The Research Laboratory of Electronics (RLE) at the Massachusetts Institute of Technology (MIT) announces that two MIT faculty have joined the Laboratory.
Professor Collin M. Stultz is Assistant Professor of Health Sciences and Technology and Assistant Professor of Electrical Engineering and Computer Science. He directs RLE’s new Computational Biophysics Group. Professor Stultz conducts research to understand conformational changes in macromolecules and the effect of structural transitions on common human diseases. His research group employs an interdisciplinary approach that utilizes techniques drawn from computational chemistry, signal processing, and basic biochemistry. Professor Stultz received the AB from Harvard College in 1988, and the MD from Harvard Medical School as well as the PhD in biophysics from MIT in 1997. He is a member of the American Society for Biochemistry and Molecular Biology and the Federation of American Societies for Experimental Biology. Among his honors are being a recipient of the Burroughs Wellcome Fund Career Award in Biomedical Sciences and the James Tolbert Shipley Prize.

**STUDY QUESTIONS:**
**A.** List each degree Professor Stultz received according to the RLE announcement, with the institution that granted it.
**B.** Carry on the RLE announcement from its last sentence.

**ENTRIES SHOWN:**
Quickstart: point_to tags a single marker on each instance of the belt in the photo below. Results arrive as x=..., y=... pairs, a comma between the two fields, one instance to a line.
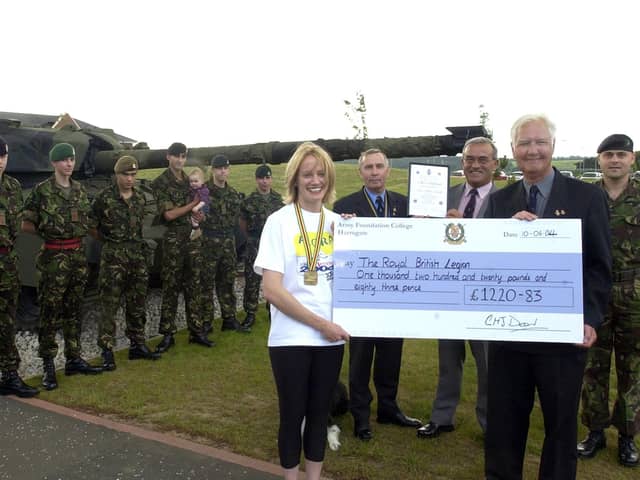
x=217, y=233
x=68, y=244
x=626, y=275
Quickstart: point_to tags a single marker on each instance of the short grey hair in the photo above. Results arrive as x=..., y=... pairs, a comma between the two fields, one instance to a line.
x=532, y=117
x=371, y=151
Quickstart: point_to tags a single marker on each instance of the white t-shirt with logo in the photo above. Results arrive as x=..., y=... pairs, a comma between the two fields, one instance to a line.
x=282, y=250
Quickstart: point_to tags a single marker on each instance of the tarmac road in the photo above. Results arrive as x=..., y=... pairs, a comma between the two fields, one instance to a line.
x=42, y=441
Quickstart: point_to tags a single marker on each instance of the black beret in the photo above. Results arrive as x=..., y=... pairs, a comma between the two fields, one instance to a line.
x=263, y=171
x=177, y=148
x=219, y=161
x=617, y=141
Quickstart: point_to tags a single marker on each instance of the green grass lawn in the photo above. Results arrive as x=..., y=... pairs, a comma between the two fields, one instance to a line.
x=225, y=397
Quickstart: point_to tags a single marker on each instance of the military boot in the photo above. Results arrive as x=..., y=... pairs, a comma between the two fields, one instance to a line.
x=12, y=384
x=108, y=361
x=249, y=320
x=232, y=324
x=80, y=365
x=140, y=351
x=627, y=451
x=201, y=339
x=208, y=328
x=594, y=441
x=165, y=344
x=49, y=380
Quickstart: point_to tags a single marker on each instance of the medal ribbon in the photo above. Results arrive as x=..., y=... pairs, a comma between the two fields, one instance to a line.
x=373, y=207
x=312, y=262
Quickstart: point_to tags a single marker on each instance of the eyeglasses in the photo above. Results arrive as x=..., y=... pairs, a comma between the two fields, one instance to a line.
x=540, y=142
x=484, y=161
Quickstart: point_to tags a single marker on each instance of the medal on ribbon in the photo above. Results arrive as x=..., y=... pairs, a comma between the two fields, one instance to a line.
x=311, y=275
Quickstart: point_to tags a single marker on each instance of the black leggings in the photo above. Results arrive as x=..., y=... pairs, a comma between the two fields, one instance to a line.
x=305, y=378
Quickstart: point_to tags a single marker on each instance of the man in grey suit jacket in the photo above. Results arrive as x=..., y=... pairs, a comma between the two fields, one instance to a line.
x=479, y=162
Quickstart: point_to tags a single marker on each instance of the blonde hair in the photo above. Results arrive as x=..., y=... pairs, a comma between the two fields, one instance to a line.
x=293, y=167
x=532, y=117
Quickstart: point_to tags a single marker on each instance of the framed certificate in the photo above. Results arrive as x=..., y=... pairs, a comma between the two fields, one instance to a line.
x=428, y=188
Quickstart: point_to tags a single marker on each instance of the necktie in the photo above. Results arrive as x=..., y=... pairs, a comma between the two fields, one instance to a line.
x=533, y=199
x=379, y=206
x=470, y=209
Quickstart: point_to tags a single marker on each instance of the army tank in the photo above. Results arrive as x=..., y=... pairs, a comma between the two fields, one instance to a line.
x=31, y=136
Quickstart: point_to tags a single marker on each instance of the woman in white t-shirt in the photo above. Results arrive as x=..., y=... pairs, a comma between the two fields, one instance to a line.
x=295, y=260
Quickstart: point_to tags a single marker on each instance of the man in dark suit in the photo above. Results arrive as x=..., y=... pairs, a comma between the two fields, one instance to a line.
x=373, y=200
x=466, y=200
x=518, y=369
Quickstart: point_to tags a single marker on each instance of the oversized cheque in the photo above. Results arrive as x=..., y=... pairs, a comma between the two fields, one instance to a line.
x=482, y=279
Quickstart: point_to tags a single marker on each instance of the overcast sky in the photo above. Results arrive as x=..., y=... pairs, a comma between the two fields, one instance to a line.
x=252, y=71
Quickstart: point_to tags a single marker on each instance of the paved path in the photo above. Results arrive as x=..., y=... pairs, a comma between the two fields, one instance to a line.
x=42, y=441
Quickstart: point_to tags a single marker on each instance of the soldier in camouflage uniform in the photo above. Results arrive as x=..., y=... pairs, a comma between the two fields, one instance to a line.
...
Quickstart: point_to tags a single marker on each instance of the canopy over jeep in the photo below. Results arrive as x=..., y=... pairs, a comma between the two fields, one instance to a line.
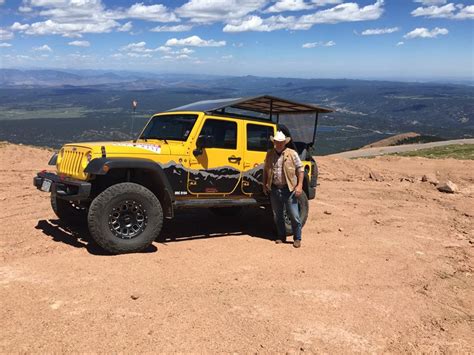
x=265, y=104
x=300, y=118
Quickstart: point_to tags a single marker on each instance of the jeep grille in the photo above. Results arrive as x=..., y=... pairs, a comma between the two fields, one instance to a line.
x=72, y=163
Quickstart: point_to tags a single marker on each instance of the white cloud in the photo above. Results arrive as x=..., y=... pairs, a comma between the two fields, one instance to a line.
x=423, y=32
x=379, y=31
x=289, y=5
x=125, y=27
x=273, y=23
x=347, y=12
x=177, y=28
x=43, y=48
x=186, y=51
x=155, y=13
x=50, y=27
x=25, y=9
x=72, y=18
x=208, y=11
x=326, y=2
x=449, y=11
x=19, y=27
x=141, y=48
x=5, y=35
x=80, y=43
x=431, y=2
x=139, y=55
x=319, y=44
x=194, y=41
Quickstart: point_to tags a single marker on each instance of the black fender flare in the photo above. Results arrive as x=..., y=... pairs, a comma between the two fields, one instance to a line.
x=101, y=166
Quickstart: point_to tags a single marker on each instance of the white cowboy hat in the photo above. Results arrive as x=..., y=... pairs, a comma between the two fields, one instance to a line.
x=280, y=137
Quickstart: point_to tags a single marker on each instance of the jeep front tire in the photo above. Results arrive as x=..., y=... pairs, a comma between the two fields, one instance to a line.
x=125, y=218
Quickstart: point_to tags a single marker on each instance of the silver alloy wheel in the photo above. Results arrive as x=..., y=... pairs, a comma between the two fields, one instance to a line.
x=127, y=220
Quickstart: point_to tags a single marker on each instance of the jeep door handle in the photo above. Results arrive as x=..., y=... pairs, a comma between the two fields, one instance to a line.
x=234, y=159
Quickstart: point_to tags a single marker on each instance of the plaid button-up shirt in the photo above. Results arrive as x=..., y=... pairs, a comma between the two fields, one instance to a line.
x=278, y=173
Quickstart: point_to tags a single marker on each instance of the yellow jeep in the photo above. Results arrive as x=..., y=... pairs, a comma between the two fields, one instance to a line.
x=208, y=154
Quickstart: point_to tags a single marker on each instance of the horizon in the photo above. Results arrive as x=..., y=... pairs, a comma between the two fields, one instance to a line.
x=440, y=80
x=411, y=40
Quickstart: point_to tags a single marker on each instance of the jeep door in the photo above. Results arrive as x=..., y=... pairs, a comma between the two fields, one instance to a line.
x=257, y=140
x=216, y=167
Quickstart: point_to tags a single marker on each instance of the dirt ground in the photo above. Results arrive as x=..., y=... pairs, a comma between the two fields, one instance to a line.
==
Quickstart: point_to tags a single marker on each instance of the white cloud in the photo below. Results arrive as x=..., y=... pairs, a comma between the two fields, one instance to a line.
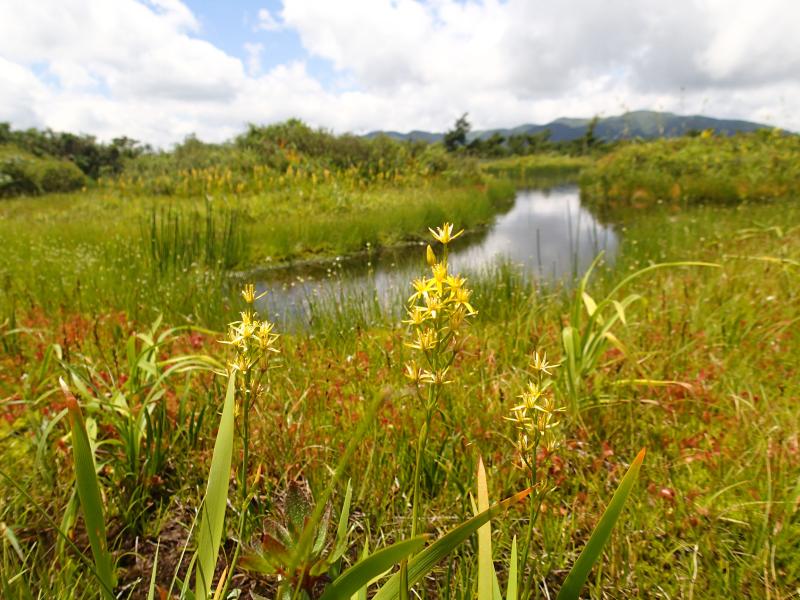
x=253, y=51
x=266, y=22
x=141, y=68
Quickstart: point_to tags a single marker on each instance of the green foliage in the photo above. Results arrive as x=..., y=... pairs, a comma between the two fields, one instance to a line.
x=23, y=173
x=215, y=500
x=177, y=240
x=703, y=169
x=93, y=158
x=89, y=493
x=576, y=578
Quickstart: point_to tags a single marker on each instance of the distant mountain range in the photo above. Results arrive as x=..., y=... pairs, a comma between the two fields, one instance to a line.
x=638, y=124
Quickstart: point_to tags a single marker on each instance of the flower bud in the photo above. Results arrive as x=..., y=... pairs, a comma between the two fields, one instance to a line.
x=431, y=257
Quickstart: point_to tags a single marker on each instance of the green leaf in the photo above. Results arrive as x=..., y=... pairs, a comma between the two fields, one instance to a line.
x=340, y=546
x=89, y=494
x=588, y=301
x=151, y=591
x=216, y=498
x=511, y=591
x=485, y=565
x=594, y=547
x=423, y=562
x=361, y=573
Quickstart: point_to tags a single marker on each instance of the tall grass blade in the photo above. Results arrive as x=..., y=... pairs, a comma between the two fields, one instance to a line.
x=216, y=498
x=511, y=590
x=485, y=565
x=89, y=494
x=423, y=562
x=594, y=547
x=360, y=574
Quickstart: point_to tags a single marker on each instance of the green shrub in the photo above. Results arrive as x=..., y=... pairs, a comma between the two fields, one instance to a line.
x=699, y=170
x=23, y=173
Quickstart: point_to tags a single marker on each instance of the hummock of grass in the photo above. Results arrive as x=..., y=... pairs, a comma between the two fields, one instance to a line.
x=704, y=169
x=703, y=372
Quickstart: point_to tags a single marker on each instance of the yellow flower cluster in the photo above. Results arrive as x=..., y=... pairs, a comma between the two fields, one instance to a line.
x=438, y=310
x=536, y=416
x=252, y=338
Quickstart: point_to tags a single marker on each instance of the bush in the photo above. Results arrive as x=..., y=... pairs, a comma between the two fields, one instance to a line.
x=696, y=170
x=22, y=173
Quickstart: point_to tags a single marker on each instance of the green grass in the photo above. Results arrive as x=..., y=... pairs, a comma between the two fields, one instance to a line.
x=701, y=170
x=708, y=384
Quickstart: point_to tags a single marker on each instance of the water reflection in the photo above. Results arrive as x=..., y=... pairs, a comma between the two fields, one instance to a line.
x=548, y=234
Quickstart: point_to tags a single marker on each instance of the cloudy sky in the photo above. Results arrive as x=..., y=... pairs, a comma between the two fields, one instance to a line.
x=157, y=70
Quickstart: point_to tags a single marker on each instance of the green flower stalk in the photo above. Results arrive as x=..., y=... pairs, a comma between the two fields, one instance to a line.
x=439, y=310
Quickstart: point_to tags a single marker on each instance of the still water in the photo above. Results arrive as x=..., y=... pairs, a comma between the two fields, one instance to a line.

**EXPECTED RESPONSES:**
**A.**
AB from Harvard College (1988)
MD from Harvard Medical School
PhD in biophysics from MIT (1997)

**B.**
Professor Mehmet Fatih Yanik is Assistant Professor of Electrical Engineering. He directs RLE’s new Bio-imaging and Nano-manipulation Group. Professor Yanik is working towards development and applications of technologies for studying cellular processes. He has earned widespread acclaim for his pioneering work in dynamic photonic structures (“stopping light”) and laser nano-surgery. Professor Yanik’s group is studying nerve regeneration and degeneration by femtosecond laser nano-surgery and multi-photon imaging, as well as large scale screening techniques. Other problems the group investigates include single molecule dynamics in microfluidic devices, sub-diffraction limit imaging in live cells, and photonic nanostructures for bio-sensing, nano-manipulation and bio-spectroscopy purposes. Professor Yanik received the SB degrees in electrical engineering and physics from MIT in 1999. He then did graduate research in RLE’s Semiconductor Laser Group, receiving the MEng in electrical engineering and computer science in 2000. Dr. Yanik then pursued doctoral research at Stanford University, receiving the PhD in applied physics in 2006.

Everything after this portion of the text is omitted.